## Assignment
Write a continuation of the Christmas blog post below, starting right after its last sentence.

## Text segment
== Segment start ==

Christmas is upon us! Well, it was upon us anyways, and I failed to submit my post before going on holiday. That won’t stop me from writing about it now, however. It’s true that I’ve been busy these last few weeks (Haven’t we all?). Thankfully I didn’t allow myself to use that as an excuse not to create a few just-for-me moments, like decorating the house or simply sitting and watching the snow fall early in the morning while sipping coffee.
Up here in the Pacific Northwest, we typically only have two seasons: Rainy season and not-as-rainy season. So when it is sunny or when it snows, I get as giddy as a child and treasure every second. A few days before Christmas, the sky clouded over and little white flakes began to fall and continued to fall through the day and night. Magically, they stuck around (for only 24 hours, mind you, but that is saying something!)
Looking past the commercialism that has attempted to steal much of the meaning of Christmas away, this particular holiday fills me with the warmest fuzzies of all fuzzy-good feelings. I love the smell of pine and mulling spices, the taste of belly-warming winter soups and bourbon-laden cocktails, the feel of thick wool socks on my feet and large knit scarves around my neck. I love the sound of friends and family laughing together in kitchens, in bars, in markets, and on street corners.

== Segment end ==

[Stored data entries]
== Segment start ==

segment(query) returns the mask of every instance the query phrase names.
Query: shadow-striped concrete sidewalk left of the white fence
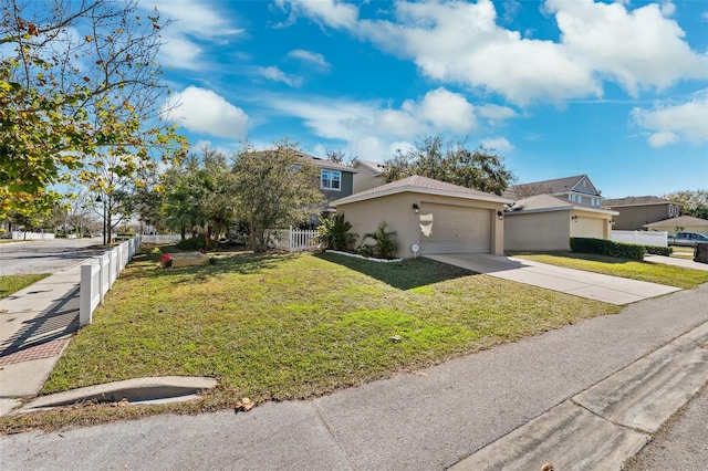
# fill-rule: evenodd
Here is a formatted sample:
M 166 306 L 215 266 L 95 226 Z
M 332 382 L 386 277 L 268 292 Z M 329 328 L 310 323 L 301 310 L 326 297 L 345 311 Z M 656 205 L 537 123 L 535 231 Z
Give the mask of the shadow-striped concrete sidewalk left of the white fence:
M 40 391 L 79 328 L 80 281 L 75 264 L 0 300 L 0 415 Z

== Segment end ==
== Segment start ==

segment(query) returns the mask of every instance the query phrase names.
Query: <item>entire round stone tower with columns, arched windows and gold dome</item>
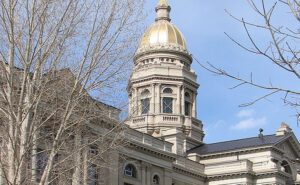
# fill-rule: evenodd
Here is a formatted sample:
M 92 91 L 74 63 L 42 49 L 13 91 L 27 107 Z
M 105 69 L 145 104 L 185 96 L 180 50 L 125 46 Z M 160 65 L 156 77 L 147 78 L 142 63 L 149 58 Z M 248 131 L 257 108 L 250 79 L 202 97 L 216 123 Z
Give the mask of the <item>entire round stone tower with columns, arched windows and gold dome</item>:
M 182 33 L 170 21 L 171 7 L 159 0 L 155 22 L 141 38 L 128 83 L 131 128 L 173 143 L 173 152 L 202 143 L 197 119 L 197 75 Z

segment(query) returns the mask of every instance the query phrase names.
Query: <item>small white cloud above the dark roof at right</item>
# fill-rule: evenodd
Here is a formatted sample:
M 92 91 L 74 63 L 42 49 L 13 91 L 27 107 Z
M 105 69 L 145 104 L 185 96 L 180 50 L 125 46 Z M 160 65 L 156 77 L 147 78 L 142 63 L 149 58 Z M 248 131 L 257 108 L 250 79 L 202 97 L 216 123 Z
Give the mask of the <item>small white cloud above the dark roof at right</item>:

== Segment end ==

## Answer for the task
And the thing I love most of all is pondering the birth of my savior. I am reminded of a poem by Christina Rossetti that helps to capture the miraculousness of this day. (There are also plenty of musical renditions of this poem. I like this one titled the same, In the Bleak Midwinter.
In the Bleak Midwinter
In the bleak midwinter, frosty wind made moan,
Earth stood hard as iron, water like a stone;
Snow had fallen, snow on snow, snow on snow,
In the bleak midwinter, long ago.
Our God, Heaven cannot hold Him, nor earth sustain;
Heaven and earth shall flee away when He comes to reign.
In the bleak midwinter a stable place sufficed
The Lord God Almighty, Jesus Christ.
Enough for Him, Whom cherubim, worship night and day,
Breastful of milk, and a mangerful of hay;
Enough for Him, Whom angels fall before,
The ox and ass and camel which adore.
Angels and archangels may have gathered there,
Cherubim and seraphim thronged the air;
But His mother only, in her maiden bliss,
Worshipped the beloved with a kiss.
What can I give Him, poor as I am?
If I were a shepherd, I would bring a lamb;
If I were a Wise Man, I would do my part;
Yet what I can I give Him: give my heart.
Merry Christmas everyone!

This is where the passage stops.